§ ACTIVITY:
Reproduce each of the following records without any deviation.

§ RECORDED INFORMATION:

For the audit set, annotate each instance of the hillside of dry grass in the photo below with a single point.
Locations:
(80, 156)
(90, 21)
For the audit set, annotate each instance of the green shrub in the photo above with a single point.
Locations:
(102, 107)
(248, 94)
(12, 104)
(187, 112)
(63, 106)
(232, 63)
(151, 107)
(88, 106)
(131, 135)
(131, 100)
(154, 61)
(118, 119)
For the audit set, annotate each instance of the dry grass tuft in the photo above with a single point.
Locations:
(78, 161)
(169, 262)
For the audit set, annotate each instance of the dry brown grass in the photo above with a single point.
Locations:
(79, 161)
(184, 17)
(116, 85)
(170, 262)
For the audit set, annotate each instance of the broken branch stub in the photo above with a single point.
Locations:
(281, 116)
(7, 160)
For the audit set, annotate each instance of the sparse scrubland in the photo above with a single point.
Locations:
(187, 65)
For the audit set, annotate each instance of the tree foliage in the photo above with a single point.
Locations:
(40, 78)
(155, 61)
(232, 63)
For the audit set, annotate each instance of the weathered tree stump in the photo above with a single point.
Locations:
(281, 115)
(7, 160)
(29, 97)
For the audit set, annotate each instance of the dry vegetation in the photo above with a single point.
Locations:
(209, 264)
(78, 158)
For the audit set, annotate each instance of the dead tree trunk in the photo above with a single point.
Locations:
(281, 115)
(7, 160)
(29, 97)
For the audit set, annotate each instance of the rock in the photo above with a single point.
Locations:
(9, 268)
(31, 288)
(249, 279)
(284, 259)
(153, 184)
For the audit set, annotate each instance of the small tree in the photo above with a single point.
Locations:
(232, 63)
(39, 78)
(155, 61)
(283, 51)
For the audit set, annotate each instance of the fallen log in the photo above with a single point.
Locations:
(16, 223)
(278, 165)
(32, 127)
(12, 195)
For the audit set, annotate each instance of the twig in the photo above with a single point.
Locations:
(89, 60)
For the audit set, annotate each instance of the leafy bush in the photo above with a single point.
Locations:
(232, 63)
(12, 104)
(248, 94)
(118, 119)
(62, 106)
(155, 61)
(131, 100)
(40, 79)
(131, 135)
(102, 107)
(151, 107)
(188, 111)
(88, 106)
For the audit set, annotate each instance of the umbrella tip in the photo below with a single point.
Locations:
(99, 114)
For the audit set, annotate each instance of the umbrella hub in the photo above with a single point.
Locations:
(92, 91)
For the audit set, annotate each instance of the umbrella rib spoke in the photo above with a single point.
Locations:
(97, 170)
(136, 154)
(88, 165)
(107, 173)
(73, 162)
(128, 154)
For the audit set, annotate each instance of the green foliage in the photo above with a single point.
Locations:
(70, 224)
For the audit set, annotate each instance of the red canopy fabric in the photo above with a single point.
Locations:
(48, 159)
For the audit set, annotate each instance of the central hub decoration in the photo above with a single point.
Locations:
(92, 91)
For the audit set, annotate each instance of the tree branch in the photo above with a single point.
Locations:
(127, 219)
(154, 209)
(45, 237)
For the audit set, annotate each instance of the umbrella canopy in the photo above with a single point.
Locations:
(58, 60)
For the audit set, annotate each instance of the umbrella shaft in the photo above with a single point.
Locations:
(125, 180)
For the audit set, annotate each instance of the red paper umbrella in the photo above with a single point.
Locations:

§ SOLUTION BELOW:
For the audit set, annotate each instance of the hillside of dry grass in the photo below with a single point.
Locations:
(80, 156)
(90, 21)
For the audit set, annotate each instance of the green shrub in the photo above with a single point.
Locations:
(102, 107)
(248, 94)
(12, 104)
(187, 112)
(63, 106)
(232, 63)
(151, 107)
(88, 106)
(131, 135)
(131, 100)
(154, 61)
(118, 119)
For the audit set, annotate each instance of the dry grass tuft in the photo above with a single point.
Locations:
(78, 161)
(169, 262)
For the audit set, annotate each instance of the dry brown grass in the photo above with a single point.
Locations:
(79, 161)
(184, 17)
(116, 85)
(170, 262)
For the audit set, annotate each instance of the broken branch stub in the photo above with a single point.
Locations:
(281, 116)
(7, 160)
For the audit set, annotate each instance of the sparse scrubland in the photo above with a single point.
Locations:
(187, 65)
For the audit set, annotate each instance of the tree foliage in the photo above with a single point.
Locations:
(40, 78)
(155, 61)
(232, 63)
For the audit set, annotate each instance of the weathered tree stump in the photo above with a single point.
Locations:
(281, 115)
(7, 160)
(29, 97)
For the audit set, annotate each instance of the dry vegetation in the photo above with a single point.
Locations:
(209, 264)
(78, 158)
For the audit set, annotate each instance of the dead tree trunk in the photo above with a single point.
Locations:
(281, 115)
(7, 160)
(29, 97)
For the audit set, annotate each instance of the rock in the photo above with a single point.
Locations:
(9, 268)
(31, 288)
(249, 279)
(284, 259)
(153, 184)
For the audit set, annotate each instance of the small tree in the photo above with a single point.
Locations:
(232, 63)
(39, 78)
(155, 61)
(283, 51)
For the audit set, annotate each instance of the fallen log in the photo above with a single point.
Locations:
(16, 223)
(278, 165)
(32, 127)
(12, 195)
For the audit set, annotate each instance of the twig in the photo above with a single point.
Locations:
(89, 60)
For the audit set, annotate each instance of the leafy bush in the photo above with a single point.
Locations:
(232, 63)
(12, 104)
(248, 94)
(118, 119)
(62, 106)
(155, 61)
(131, 100)
(40, 79)
(131, 135)
(102, 107)
(151, 107)
(188, 111)
(88, 106)
For the audit set, annotate each instance of the umbrella tip in the photo below with a single point.
Locations:
(99, 114)
For the audit set, annotate each instance of the umbrella hub in the photo above with a single point.
Locations:
(92, 91)
For the audit set, annotate each instance of the umbrella rib spoke in the photo above with a single point.
Locations:
(97, 170)
(136, 154)
(88, 165)
(107, 173)
(73, 162)
(128, 154)
For the audit set, annotate each instance of the green foliage in the photo above with a single point.
Locations:
(70, 224)
For the audit set, annotate each instance of the red canopy fabric in the photo above with a single point.
Locations:
(48, 159)
For the audit set, annotate each instance of the central hub decoration in the photo above with a single point.
Locations:
(92, 91)
For the audit set, annotate each instance of the tree branch in the photo above with a single point.
Locations:
(127, 219)
(154, 209)
(45, 237)
For the audit set, annotate each instance of the umbrella canopy in the photo above with a single point.
Locations:
(58, 60)
For the audit set, annotate each instance of the umbrella shaft in the photo above with a single point.
Locations:
(125, 180)
For the audit set, annotate each instance of the red paper umbrella in the photo above with a single point.
Locations:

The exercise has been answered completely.